Grit:

The Martyn Bennett Story

Tramway, Glasgow

Neil Cooper

Anyone who ever witnessed the full live experience of dread-locked piper extraordinaire Martyn Bennett at the height of his 1990s pomp will know only too well how powerful his fusion of ceilidh and club cultures could be. Bennett's tragic death of cancer in 2005, aged 33, robbed the world of a composer and musician bursting with talent and a lust for life that can't help but cause one to wonder how his work might have developed.

Much of Bennett's passion is captured in this new dramatic homage, conceived and directed by Cora Bissett, who also collaborates on Kieran Hurley's script for a co-production between Bissett's Pachamama Productions, Tramway and the Mull-based Comar organisation. As with the show's inspiration, Bissett mixes and matches forms with abandon.

Opening speeches to the audience find actors Sandy Grierson, Hannah Donaldson and Gerda Stevenson, respectively playing Bennett, Bennett's wife Kirsten, and his mother, folk singer Margaret Bennett.

We are then burled through the sketch-book naturalism of Bennett's early years before things let rip with a series of impressionistic contemporary dance moves and aerial displays choreographed by Dana Gingras, all set to a backdrop of archive film footage and Gaelic language projections.

With the principal cast and dancers ably supported by a large youth ensemble, this is undoubtedly impressive, even if early parts of the script shoe-horn in a tad too much polemic.

When we move into Bennett's final years, however, it is heart-rending to watch Grierson replicate Bennett's demise. The emotional power of Bennett's story can't be over-stated, especially when illustrated by such high-octane set-pieces accompanied by Bennett's own music.

Like its creator, that music remains a force of nature.

□ □ □ □

INSTRUCTIONS FOR THE TASK: Can you echo the review of Grit word for word, in full?

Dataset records
□ □ □ □

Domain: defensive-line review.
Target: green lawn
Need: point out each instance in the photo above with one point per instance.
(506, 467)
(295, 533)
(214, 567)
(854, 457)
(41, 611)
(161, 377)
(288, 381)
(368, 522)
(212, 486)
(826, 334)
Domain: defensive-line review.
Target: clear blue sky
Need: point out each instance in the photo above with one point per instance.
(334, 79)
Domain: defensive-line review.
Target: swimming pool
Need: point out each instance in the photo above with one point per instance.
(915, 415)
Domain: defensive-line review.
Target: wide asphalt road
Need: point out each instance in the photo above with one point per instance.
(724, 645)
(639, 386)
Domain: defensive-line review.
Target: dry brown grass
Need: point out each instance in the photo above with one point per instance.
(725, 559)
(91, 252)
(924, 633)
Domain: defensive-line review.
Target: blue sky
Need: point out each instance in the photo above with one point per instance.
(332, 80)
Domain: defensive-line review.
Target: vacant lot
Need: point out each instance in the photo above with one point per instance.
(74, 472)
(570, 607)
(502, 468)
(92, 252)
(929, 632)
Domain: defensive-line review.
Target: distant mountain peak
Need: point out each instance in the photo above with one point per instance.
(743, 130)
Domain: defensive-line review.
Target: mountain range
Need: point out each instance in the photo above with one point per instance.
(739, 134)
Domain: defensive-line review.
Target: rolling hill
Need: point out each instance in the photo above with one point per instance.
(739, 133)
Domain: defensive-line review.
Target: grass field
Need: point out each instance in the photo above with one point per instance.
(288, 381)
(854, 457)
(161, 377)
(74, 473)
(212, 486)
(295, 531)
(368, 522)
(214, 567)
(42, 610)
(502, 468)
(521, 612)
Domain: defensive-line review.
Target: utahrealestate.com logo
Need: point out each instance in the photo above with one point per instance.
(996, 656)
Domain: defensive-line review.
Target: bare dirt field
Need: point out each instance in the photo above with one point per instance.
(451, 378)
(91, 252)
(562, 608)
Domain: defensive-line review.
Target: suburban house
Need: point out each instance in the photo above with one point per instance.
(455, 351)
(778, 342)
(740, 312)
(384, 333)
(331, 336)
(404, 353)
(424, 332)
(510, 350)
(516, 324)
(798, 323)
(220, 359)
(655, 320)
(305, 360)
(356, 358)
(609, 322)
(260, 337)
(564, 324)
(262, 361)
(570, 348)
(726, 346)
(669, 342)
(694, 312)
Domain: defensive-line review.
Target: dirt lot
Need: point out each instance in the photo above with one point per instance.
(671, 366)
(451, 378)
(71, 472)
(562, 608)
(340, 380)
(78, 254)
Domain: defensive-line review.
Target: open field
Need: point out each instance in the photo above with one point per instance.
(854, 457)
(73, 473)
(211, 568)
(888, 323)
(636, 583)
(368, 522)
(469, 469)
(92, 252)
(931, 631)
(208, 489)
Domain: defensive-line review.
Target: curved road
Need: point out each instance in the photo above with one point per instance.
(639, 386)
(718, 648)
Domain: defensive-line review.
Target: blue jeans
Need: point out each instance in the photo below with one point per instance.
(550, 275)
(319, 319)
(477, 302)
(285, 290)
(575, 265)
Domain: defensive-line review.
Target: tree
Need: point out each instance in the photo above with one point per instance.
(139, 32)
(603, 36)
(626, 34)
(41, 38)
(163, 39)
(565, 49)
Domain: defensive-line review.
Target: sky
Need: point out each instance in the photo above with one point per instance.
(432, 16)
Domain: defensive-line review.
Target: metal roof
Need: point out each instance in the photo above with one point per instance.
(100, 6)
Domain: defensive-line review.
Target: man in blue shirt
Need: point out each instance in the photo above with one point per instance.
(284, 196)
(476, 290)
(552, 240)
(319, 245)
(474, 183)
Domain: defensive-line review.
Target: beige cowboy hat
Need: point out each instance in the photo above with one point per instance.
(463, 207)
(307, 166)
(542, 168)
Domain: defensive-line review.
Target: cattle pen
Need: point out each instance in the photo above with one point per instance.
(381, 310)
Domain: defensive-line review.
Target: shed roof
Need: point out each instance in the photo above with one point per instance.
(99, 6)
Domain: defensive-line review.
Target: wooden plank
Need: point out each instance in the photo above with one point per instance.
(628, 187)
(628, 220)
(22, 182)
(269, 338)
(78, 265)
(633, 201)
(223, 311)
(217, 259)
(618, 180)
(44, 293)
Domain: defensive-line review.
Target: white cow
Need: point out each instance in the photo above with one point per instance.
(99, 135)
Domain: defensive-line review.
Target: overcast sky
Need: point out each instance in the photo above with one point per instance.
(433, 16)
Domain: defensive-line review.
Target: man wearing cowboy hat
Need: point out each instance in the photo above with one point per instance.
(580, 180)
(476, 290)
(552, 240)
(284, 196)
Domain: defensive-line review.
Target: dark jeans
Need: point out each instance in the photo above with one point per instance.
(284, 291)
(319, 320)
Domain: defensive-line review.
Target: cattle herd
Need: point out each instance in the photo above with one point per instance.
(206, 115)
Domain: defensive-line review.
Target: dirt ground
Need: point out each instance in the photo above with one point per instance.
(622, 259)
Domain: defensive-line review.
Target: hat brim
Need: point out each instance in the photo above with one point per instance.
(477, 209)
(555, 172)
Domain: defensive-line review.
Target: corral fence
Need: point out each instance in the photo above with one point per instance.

□ □ □ □

OUTPUT:
Grit:

The Martyn Bennett Story

Tramway, Glasgow

Neil Cooper

Anyone who ever witnessed the full live experience of dread-locked piper extraordinaire Martyn Bennett at the height of his 1990s pomp will know only too well how powerful his fusion of ceilidh and club cultures could be. Bennett's tragic death of cancer in 2005, aged 33, robbed the world of a composer and musician bursting with talent and a lust for life that can't help but cause one to wonder how his work might have developed.

Much of Bennett's passion is captured in this new dramatic homage, conceived and directed by Cora Bissett, who also collaborates on Kieran Hurley's script for a co-production between Bissett's Pachamama Productions, Tramway and the Mull-based Comar organisation. As with the show's inspiration, Bissett mixes and matches forms with abandon.

Opening speeches to the audience find actors Sandy Grierson, Hannah Donaldson and Gerda Stevenson, respectively playing Bennett, Bennett's wife Kirsten, and his mother, folk singer Margaret Bennett.

We are then burled through the sketch-book naturalism of Bennett's early years before things let rip with a series of impressionistic contemporary dance moves and aerial displays choreographed by Dana Gingras, all set to a backdrop of archive film footage and Gaelic language projections.

With the principal cast and dancers ably supported by a large youth ensemble, this is undoubtedly impressive, even if early parts of the script shoe-horn in a tad too much polemic.

When we move into Bennett's final years, however, it is heart-rending to watch Grierson replicate Bennett's demise. The emotional power of Bennett's story can't be over-stated, especially when illustrated by such high-octane set-pieces accompanied by Bennett's own music.

Like its creator, that music remains a force of nature.